» Task to carry out:
Reproduce the entire listing word for word.

» Records from a data source:
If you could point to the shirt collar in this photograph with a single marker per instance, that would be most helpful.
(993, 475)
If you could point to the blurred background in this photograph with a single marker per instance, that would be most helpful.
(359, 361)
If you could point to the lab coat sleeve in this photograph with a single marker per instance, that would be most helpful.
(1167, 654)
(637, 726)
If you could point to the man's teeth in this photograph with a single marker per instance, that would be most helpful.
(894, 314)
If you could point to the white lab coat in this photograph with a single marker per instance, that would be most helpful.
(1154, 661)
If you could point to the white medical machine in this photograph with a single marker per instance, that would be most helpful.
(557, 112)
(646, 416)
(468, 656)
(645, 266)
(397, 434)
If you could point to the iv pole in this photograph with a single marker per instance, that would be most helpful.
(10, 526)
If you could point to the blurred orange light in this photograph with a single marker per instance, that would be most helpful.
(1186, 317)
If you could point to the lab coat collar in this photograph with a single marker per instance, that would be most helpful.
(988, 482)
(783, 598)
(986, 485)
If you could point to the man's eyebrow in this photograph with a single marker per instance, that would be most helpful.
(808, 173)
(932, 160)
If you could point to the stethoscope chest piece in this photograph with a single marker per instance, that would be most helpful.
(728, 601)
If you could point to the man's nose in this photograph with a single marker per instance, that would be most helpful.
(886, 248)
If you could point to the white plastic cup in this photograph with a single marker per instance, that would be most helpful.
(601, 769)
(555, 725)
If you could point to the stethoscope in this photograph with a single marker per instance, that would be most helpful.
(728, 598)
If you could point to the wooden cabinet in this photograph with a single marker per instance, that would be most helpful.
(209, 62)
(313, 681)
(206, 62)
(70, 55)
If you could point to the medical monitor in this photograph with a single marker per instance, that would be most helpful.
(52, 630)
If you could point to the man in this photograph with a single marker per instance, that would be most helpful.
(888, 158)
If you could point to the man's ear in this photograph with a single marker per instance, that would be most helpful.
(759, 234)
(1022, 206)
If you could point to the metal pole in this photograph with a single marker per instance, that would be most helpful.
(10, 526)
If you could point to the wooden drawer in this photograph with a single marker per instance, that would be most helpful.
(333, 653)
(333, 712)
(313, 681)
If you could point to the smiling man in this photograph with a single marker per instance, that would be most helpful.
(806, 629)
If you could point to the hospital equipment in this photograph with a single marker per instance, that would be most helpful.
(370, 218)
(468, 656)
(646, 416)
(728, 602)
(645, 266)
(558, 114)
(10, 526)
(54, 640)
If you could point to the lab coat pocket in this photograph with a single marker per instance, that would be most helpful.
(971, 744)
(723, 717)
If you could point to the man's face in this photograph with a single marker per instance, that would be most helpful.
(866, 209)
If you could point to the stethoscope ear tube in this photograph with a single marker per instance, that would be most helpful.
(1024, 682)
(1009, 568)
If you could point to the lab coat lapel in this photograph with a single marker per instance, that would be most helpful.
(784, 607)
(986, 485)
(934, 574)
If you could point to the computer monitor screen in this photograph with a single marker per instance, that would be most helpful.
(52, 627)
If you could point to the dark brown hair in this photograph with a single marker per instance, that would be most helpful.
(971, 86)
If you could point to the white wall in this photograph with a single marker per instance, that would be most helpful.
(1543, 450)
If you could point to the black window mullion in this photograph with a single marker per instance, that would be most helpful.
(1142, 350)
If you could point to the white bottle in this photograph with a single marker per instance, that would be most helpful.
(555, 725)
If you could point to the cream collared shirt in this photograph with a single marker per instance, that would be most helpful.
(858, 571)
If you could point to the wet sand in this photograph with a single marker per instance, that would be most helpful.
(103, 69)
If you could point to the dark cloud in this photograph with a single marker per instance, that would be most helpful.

» Response:
If you could point to the shirt collar in this photograph with a single marker per instance, that would be most helpful.
(993, 475)
If you could point to the blurred background in this photograph with a single marker per instance, that would be most helpful.
(359, 361)
If you could point to the lab coat sleeve in this photograph with a single marker per instance, that would be most helpful.
(1167, 654)
(637, 726)
If you could point to the man's teeth in this photograph with a single marker per instance, that would be most helpful.
(894, 314)
If you could point to the white lab coat in this photograph with a single marker per instance, that would be most helpful.
(1154, 661)
If you could point to the white medical machine in this photograph with a single marker per instance, that would be most helpful.
(557, 112)
(646, 416)
(468, 656)
(645, 266)
(397, 434)
If you could point to the iv pole in this photograph with a single marker per instance, that would be most helpful.
(10, 526)
If you could point to the blurred orange light in this photograph with a single marker per instance, that would be most helpful.
(1186, 317)
If you could point to the lab coat collar in this photograph with a single marker per instance, that would be most helpful.
(988, 482)
(783, 598)
(986, 485)
If you could point to the man's eyebrow in this photograph with a single marker per instance, that would be most helpful.
(808, 173)
(932, 160)
If you could point to the stethoscope chest piece in this photograph with a single marker per instance, that would be most helpful.
(728, 601)
If you could point to the man's nose in this photograph with a single marker per instance, that would be most helpful.
(886, 248)
If you could point to the white plastic cup in this photograph with a single marker per instance, that would be most helpful.
(601, 769)
(555, 725)
If you could point to the stethoscope in this photograph with a single marker per instance, that would be most helpful.
(728, 598)
If you could point to the wooden cabinet in this photograph with a single marker per instance, that would be most helpful.
(209, 62)
(313, 681)
(206, 62)
(70, 55)
If you could point to the medical monitor in this photograph with a single marker per instance, that would be most helpful.
(52, 630)
If you could point to the man in this photograph with a single marker per instance, that would be most helpful.
(888, 158)
If you could point to the man's ear in this photograph with a single marker per instance, that would be most helpful.
(759, 234)
(1022, 206)
If you could point to the metal pole in this photograph with a single marker per instance, that would be most helpful.
(10, 526)
If you could point to the wooden drawer in this photograph with a single marker per instance, that would be most helpful.
(333, 653)
(333, 712)
(313, 681)
If you could point to the smiling man in this photograph with a single marker per instance, that would be most helpful.
(806, 629)
If you could point to the hospital equipment in this photograph with a single marker per instance, that would be most helpful.
(370, 218)
(468, 656)
(646, 416)
(728, 602)
(645, 266)
(558, 114)
(10, 526)
(54, 640)
If you could point to the lab coat pocket in this photograph with a single marker per instance, that would be most helpful.
(971, 744)
(723, 717)
If you could point to the man's face in this photograph with a single marker per instance, that would be most helpful.
(866, 209)
If you could point to the stethoscope ear tube in this photograph with a single marker per instance, that would be most helpful.
(1024, 682)
(1009, 568)
If you could point to the lab coat lapel in this photograph with a single marker per instance, that would be most helpful.
(784, 607)
(986, 485)
(934, 574)
If you could point to the computer monitor screen in this photograph with a single marker per instance, that would be most helpful.
(52, 627)
If you could point to the dark brown hair in this photograph with a single marker per instance, that would be most helpful.
(971, 86)
If you could point to the white wall in this photograph with a single marker per instance, that would be most helpful.
(1543, 450)
If you could point to the black window mullion in this photograph with a single marker per instance, that would be most helpful.
(1142, 350)
If you could point to the white bottle in this photograph with a single marker per instance, that would be most helpful.
(555, 725)
If you could point to the cream collared shirt in this photograph with a single marker per instance, that would be most helpful.
(858, 571)
If you could point to the wet sand in this photograph with a single marker per instance, that would be most helpful.
(103, 69)
If you could point to the dark cloud in this photograph with a single marker per instance, that would be most helpful.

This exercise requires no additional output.